» DATA ROWS:
___
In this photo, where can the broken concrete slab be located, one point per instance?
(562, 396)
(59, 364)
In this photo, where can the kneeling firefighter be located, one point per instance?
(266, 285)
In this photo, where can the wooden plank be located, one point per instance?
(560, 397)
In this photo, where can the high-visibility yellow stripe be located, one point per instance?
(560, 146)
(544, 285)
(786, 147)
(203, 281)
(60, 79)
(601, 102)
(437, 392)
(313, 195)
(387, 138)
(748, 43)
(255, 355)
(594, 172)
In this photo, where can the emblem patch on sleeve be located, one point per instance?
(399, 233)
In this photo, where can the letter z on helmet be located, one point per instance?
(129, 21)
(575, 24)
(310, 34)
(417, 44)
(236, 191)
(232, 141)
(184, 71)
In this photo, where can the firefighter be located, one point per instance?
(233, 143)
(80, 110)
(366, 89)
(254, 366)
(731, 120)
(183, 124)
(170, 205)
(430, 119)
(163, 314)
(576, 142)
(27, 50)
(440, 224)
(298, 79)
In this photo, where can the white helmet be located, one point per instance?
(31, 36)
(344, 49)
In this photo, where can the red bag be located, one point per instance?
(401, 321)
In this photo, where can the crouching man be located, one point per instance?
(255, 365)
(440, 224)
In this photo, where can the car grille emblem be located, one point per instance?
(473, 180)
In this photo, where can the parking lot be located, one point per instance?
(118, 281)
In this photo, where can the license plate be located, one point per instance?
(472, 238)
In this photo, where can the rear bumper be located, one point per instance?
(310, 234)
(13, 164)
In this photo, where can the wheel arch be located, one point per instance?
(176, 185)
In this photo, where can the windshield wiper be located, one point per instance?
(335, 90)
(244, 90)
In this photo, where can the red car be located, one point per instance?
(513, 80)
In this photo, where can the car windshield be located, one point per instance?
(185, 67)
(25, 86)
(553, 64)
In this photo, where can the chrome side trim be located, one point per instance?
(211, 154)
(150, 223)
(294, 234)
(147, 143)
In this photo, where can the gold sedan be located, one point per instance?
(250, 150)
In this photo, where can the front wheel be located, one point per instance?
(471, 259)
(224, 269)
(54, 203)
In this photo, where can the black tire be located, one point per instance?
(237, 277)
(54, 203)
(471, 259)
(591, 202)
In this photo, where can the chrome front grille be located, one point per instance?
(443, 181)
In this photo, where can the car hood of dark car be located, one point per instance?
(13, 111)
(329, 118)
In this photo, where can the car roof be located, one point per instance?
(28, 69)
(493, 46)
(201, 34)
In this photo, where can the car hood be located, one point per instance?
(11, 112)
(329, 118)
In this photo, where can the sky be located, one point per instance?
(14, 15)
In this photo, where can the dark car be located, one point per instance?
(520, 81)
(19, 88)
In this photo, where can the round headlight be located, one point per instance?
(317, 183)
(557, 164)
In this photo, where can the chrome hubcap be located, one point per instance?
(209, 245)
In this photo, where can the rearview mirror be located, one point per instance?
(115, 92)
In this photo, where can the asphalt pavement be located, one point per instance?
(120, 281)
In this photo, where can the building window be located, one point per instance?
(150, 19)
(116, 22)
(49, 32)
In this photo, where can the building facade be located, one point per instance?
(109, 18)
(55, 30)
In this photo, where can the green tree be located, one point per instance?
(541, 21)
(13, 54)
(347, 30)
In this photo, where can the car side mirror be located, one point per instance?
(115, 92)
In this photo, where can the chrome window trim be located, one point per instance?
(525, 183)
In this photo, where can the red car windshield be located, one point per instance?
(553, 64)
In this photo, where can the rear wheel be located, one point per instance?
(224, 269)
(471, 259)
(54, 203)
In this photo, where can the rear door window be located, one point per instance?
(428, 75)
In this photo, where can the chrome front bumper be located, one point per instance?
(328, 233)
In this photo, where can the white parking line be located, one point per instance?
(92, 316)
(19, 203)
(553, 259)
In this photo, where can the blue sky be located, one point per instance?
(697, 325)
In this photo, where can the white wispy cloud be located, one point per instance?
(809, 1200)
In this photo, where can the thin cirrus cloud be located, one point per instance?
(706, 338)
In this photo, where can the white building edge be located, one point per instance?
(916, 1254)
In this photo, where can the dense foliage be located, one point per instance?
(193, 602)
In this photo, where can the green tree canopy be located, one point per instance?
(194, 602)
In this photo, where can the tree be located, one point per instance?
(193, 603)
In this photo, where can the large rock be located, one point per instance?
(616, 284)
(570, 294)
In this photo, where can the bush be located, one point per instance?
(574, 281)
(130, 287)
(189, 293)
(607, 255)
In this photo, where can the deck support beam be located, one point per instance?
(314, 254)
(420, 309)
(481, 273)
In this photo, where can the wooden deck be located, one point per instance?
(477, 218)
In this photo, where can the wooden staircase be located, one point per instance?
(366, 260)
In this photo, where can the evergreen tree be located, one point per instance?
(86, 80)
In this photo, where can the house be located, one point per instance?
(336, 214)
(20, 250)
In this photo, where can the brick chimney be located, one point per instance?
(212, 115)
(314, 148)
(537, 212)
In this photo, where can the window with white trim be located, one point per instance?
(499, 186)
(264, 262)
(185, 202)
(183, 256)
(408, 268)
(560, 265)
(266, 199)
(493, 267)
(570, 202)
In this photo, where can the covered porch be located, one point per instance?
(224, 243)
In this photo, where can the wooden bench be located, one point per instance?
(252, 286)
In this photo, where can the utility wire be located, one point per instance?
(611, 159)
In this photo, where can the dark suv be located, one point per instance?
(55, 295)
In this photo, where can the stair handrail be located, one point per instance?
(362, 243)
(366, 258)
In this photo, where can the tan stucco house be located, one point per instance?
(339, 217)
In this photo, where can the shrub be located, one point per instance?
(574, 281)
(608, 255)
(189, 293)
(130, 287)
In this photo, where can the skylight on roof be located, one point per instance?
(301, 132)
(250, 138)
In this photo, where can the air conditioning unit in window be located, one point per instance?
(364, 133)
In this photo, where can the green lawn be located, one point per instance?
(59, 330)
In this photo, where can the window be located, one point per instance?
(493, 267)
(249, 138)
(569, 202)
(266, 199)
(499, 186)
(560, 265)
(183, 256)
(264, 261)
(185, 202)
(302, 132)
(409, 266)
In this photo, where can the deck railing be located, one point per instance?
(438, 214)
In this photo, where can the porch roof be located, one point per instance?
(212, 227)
___
» TO DO: Output the lines above as a JSON list of strings, one string per line, leaving out blank lines.

» COMPLETE ANSWER:
[
  "In this photo, where can the broken concrete slab be located, one point per instance?",
  "(562, 396)",
  "(59, 364)",
  "In this photo, where can the kneeling firefighter be located, one point per instance?",
  "(266, 285)",
  "In this photo, where can the wooden plank be located, one point per instance?",
  "(560, 397)",
  "In this photo, where can the high-visibility yellow stripe be located, one point per instance?",
  "(560, 146)",
  "(544, 285)",
  "(786, 147)",
  "(203, 281)",
  "(60, 79)",
  "(601, 102)",
  "(437, 392)",
  "(313, 195)",
  "(387, 138)",
  "(748, 43)",
  "(255, 355)",
  "(594, 172)",
  "In this photo, where can the emblem patch on sleeve be located, one point per instance?",
  "(399, 233)",
  "In this photo, where can the letter z on helmet be located, one point per instance?",
  "(129, 21)",
  "(575, 24)",
  "(310, 34)",
  "(417, 44)",
  "(236, 191)",
  "(232, 141)",
  "(184, 71)",
  "In this photo, where can the firefighter be located, one point per instance?",
  "(233, 143)",
  "(80, 110)",
  "(366, 89)",
  "(254, 366)",
  "(731, 120)",
  "(183, 124)",
  "(170, 205)",
  "(430, 119)",
  "(163, 314)",
  "(576, 142)",
  "(27, 50)",
  "(440, 224)",
  "(298, 79)",
  "In this photo, where can the white helmet be located, one point per instance?",
  "(31, 36)",
  "(344, 49)",
  "In this photo, where can the red bag be located, one point per instance?",
  "(401, 321)",
  "In this photo, where can the crouching man be located, one point per instance?",
  "(255, 365)",
  "(440, 224)",
  "In this photo, where can the car grille emblem be located, one point per instance?",
  "(473, 180)",
  "In this photo, where can the parking lot be located, one point per instance?",
  "(118, 281)",
  "In this photo, where can the license plate be located, one point per instance?",
  "(472, 238)",
  "In this photo, where can the rear bumper be located, one point per instance?",
  "(310, 234)",
  "(13, 164)",
  "In this photo, where can the wheel arch be located, one point per instance?",
  "(176, 185)",
  "In this photo, where can the windshield wiper be located, one point per instance?",
  "(335, 90)",
  "(244, 90)",
  "In this photo, where can the red car be located, one point per instance?",
  "(513, 80)",
  "In this photo, where can the car windshield be located, one point per instance?",
  "(185, 67)",
  "(25, 86)",
  "(553, 64)",
  "In this photo, where can the chrome side trim be located, one point per instance?",
  "(211, 154)",
  "(150, 223)",
  "(294, 234)",
  "(147, 143)",
  "In this photo, where can the gold sedan be located, one point per instance?",
  "(250, 150)",
  "In this photo, where can the front wheel be located, one point per instance?",
  "(471, 259)",
  "(224, 269)",
  "(54, 203)",
  "In this photo, where can the black tire be located, one point per instance?",
  "(237, 277)",
  "(54, 203)",
  "(471, 259)",
  "(591, 202)",
  "In this photo, where can the chrome front grille be located, one point per instance?",
  "(443, 181)",
  "In this photo, where can the car hood of dark car be located, one point per instance?",
  "(13, 111)",
  "(329, 118)",
  "In this photo, where can the car roof be located, one point per instance?",
  "(28, 69)",
  "(493, 46)",
  "(201, 34)",
  "In this photo, where can the car hood be located, one point per instance?",
  "(11, 112)",
  "(329, 118)",
  "In this photo, where can the sky be located, one point per instance?",
  "(14, 15)",
  "In this photo, where can the dark car be located, one point per instance?",
  "(520, 81)",
  "(19, 88)",
  "In this photo, where can the round headlight be located, one point per instance?",
  "(317, 183)",
  "(557, 164)",
  "In this photo, where can the chrome hubcap be located, one point per instance?",
  "(209, 245)",
  "In this photo, where can the rearview mirror be located, one point per instance?",
  "(115, 92)",
  "In this photo, where can the asphalt pavement be located, one point per instance?",
  "(120, 281)",
  "In this photo, where can the building window be located, one point per instance?",
  "(150, 19)",
  "(116, 22)",
  "(49, 32)",
  "In this photo, where can the building facade be located, one point per instance?",
  "(109, 18)",
  "(55, 30)",
  "In this photo, where can the green tree be located, one point per instance?",
  "(541, 21)",
  "(13, 54)",
  "(347, 30)",
  "In this photo, where can the car side mirror be located, one point per instance?",
  "(115, 92)",
  "In this photo, where can the chrome window trim be located, one point per instance?",
  "(525, 183)",
  "In this photo, where can the red car windshield be located, one point per instance?",
  "(553, 64)",
  "In this photo, where can the rear wheel be located, one point per instance?",
  "(224, 269)",
  "(471, 259)",
  "(54, 203)",
  "In this photo, where can the rear door window be located, one point per instance?",
  "(428, 75)",
  "In this photo, where can the chrome front bumper be located, one point per instance?",
  "(328, 233)",
  "In this photo, where can the white parking line be located, one point per instance?",
  "(92, 316)",
  "(19, 203)",
  "(553, 259)",
  "In this photo, where can the blue sky be located, one point per instance?",
  "(697, 325)",
  "In this photo, where can the white wispy cloud be located, one point per instance?",
  "(809, 1200)",
  "In this photo, where can the thin cirrus cloud be located, one point per instance?",
  "(706, 338)",
  "In this photo, where can the white building edge be located, one point per instance?",
  "(916, 1254)",
  "In this photo, where can the dense foliage be located, one point per instance?",
  "(193, 602)",
  "In this photo, where can the green tree canopy be located, one point per instance?",
  "(194, 602)",
  "In this photo, where can the tree be located, one point per instance?",
  "(193, 603)",
  "In this photo, where can the large rock be located, one point per instance?",
  "(616, 284)",
  "(570, 294)",
  "In this photo, where can the bush be located, one point per instance?",
  "(574, 281)",
  "(130, 287)",
  "(189, 293)",
  "(607, 255)",
  "In this photo, where can the deck support beam be located, one point per instance?",
  "(314, 254)",
  "(420, 309)",
  "(481, 273)",
  "In this photo, where can the wooden deck be located, one point per instance?",
  "(477, 218)",
  "In this photo, where can the wooden staircase be located, one point per instance?",
  "(366, 260)",
  "In this photo, where can the evergreen tree be located, one point per instance?",
  "(86, 80)",
  "In this photo, where can the house be located, one point per instance?",
  "(336, 214)",
  "(20, 250)",
  "In this photo, where can the brick chimney be located, one point per instance?",
  "(212, 115)",
  "(314, 148)",
  "(537, 212)",
  "In this photo, where can the window with white trim be located, one point per instance?",
  "(499, 186)",
  "(264, 262)",
  "(185, 202)",
  "(183, 256)",
  "(408, 268)",
  "(560, 265)",
  "(266, 199)",
  "(493, 267)",
  "(570, 202)",
  "In this photo, where can the covered porch be located, one point per instance?",
  "(224, 243)",
  "In this photo, where can the wooden bench be located, one point per instance?",
  "(252, 286)",
  "In this photo, where can the utility wire be located, one point per instance?",
  "(611, 159)",
  "In this photo, where can the dark suv be located, one point per instance?",
  "(55, 295)",
  "In this photo, where can the stair handrail be located, one point per instance?",
  "(362, 243)",
  "(366, 258)",
  "In this photo, where can the tan stucco house be located, one point per instance?",
  "(339, 217)",
  "In this photo, where can the shrub be located, one point per instance?",
  "(574, 281)",
  "(608, 255)",
  "(189, 293)",
  "(130, 287)",
  "In this photo, where can the skylight on roof be located, one point per instance?",
  "(301, 132)",
  "(250, 138)",
  "In this photo, where can the air conditioning unit in window be located, one point per instance?",
  "(364, 133)",
  "In this photo, where can the green lawn be located, one point per instance?",
  "(59, 330)",
  "In this photo, where can the window be located, one point per instance?",
  "(493, 267)",
  "(249, 138)",
  "(569, 202)",
  "(266, 199)",
  "(499, 186)",
  "(560, 265)",
  "(183, 256)",
  "(264, 261)",
  "(185, 202)",
  "(302, 132)",
  "(409, 266)",
  "In this photo, where can the deck railing be located, one point per instance?",
  "(438, 214)",
  "In this photo, where can the porch roof be located, one point per instance?",
  "(212, 227)"
]